(PAGE TEXT):
──────────

0

I want to read a CSV file and replace the tags within the xml file with the second column of the CSV file. The tag 'name' values are in the first column.

A         |    B

Value1    |    ValueX
Value2    |    ValueX
Value3    |    ValueY

XML structure looks like.

<products>
   <product>
      <name>Value1</name>
   </product>
   <product>
      <name>Values2</name>
   </product>
   <product>
      <name>Values3</name>
   </product>
</products>

Python code

import csv 
import collections
import xml.etree.ElementTree
tree = xml.etree.ElementTree.parse("jolly.xml").getroot()

with open('file.csv', 'r') as f:
    reader = csv.DictReader(f)# read rows into a dictionary format
    reader = csv.reader(f, dialect=csv.excel_tab)
    list = list(reader)
    columns = collections.defaultdict(list)# each value in each column is appended to a list

for (k, v) in row.items(): #go over each column name and value
    columns[k].append(v)# append the value into the appropriate list

print columns['A']
print columns['B']
for elem in tree.findall('.//name'):
    if elem.attrib['name'] == columns['A']:
        elem.attrib['name'] == columns['B']

How can I handle it?

Here is how the CSV file looks like:

Reading CSV file looks like

The output should be looks like this:

Value1 should be replaced with ValueX

Ok here is my solution:

import lxml.etree as ET


arr = ["Value1", "Value2", "Value3"]
arr2 = ["ValuX", "ValuX", "ValueY"]

with open('file.xml', 'rb+') as f:
    tree = ET.parse(f)
    root = tree.getroot()
    for i, item in enumerate(arr):
         for elem in root.findall('.//Value1'):
             print(elem);
             if elem.tag:
                 print(item)
                 print(arr2[i])

                 elem.text = elem.text.replace(item, arr2[i])



    f.seek(0)
    f.write(ET.tostring(tree, encoding='UTF-8', xml_declaration=True))
    f.truncate()

Well I am using an array. I can just copy the values from file into array. For huge files it needs a better code.

Tony
  • 223
  • 8
  • 20

1 Answers1

0

Consider using XSLT, the special purpose, declarative language designed to restructure XML files. Like most other general purpose languages including ASP, C#, Java, PHP, Perl, VB, Python maintains an XSLT 1.0 processor, specifically in its lxml module.

──────────

(GIVEN INFORMATION):
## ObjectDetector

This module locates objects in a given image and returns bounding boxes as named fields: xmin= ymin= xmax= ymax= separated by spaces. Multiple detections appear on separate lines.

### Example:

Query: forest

──────────

(EXERCISE DIRECTIONS):
From the forum thread above about replacing XML tag values with CSV data, extract the passage that begins at the words "elem.text = elem.text.replace(item, arr2[i])" and stops after the words "a better code.".

(EXERCISE RESULT):
elem.text = elem.text.replace(item, arr2[i])



    f.seek(0)
    f.write(ET.tostring(tree, encoding='UTF-8', xml_declaration=True))
    f.truncate()

Well I am using an array. I can just copy the values from file into array. For huge files it needs a better code.